- [WHAT IS REQUIRED]
From the line containing "Circle every white concrete" to the last line of the records below, retype every line exactly and output nothing else.

=== DATA ===

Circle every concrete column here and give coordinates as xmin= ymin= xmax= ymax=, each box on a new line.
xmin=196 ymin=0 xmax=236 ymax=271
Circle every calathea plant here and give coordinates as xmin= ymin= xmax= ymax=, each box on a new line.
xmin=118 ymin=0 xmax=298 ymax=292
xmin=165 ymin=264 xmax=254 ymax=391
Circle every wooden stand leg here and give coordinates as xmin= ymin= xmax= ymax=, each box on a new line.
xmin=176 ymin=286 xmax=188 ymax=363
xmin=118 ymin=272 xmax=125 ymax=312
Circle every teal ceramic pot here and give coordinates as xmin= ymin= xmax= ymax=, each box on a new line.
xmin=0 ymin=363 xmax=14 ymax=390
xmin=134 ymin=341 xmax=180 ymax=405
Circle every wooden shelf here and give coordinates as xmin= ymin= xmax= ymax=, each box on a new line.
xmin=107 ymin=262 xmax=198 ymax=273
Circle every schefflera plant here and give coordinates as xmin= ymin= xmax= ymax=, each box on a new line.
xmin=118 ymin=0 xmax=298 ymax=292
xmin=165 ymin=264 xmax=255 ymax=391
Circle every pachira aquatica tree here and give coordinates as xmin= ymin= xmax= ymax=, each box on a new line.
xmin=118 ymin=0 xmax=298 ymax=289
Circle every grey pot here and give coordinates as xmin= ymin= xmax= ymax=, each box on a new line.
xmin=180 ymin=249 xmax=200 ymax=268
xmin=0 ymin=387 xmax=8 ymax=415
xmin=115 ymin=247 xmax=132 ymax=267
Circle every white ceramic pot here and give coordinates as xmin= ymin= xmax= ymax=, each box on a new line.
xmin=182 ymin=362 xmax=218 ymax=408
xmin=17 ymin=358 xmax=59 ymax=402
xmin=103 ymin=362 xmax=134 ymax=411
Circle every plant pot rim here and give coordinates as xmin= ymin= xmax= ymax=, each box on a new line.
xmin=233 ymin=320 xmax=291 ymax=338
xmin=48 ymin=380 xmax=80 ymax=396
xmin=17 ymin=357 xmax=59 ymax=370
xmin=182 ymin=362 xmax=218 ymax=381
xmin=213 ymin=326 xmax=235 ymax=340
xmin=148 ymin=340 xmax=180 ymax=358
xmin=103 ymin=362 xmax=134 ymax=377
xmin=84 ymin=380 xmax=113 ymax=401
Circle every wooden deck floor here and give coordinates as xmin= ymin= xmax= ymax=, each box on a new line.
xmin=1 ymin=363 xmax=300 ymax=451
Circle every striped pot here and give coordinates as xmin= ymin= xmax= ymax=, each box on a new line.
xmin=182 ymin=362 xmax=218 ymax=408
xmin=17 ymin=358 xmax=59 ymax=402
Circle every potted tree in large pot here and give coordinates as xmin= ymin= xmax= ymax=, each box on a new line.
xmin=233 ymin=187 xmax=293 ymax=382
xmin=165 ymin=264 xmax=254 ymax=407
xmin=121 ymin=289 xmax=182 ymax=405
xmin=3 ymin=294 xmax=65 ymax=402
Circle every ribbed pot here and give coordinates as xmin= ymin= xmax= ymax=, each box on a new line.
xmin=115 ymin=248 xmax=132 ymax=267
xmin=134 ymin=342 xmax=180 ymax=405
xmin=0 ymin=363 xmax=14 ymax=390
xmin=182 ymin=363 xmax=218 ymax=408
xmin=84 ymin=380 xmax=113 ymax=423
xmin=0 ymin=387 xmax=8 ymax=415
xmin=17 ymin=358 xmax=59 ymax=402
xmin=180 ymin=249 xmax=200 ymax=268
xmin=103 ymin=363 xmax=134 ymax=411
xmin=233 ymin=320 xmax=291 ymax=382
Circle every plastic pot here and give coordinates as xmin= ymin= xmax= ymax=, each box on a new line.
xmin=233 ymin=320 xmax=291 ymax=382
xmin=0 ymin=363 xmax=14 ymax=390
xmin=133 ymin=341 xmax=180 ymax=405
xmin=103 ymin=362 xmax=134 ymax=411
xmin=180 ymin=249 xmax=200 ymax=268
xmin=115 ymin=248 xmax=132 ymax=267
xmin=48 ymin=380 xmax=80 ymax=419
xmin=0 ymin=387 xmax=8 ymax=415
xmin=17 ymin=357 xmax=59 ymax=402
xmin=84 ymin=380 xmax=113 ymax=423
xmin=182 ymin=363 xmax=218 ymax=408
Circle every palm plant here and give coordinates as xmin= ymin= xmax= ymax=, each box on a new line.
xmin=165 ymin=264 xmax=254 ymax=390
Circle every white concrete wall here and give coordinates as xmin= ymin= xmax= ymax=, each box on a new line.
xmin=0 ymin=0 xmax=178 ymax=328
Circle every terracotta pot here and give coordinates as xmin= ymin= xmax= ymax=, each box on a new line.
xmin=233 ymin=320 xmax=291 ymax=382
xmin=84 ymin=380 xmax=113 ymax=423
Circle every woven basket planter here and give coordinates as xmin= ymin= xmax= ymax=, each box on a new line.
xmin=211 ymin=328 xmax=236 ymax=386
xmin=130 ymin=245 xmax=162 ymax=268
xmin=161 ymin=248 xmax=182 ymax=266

===

- [ANSWER SECTION]
Circle every white concrete wall here and give coordinates as xmin= ymin= xmax= ymax=, each box on a new line.
xmin=0 ymin=0 xmax=178 ymax=328
Circle every terracotta pot here and give coordinates as xmin= ymin= xmax= ymax=, each box on a new line.
xmin=233 ymin=320 xmax=291 ymax=382
xmin=84 ymin=380 xmax=113 ymax=423
Circle every woven basket planter here and give coordinates as xmin= ymin= xmax= ymax=, each box on a new line.
xmin=211 ymin=328 xmax=236 ymax=386
xmin=130 ymin=245 xmax=162 ymax=268
xmin=161 ymin=248 xmax=182 ymax=266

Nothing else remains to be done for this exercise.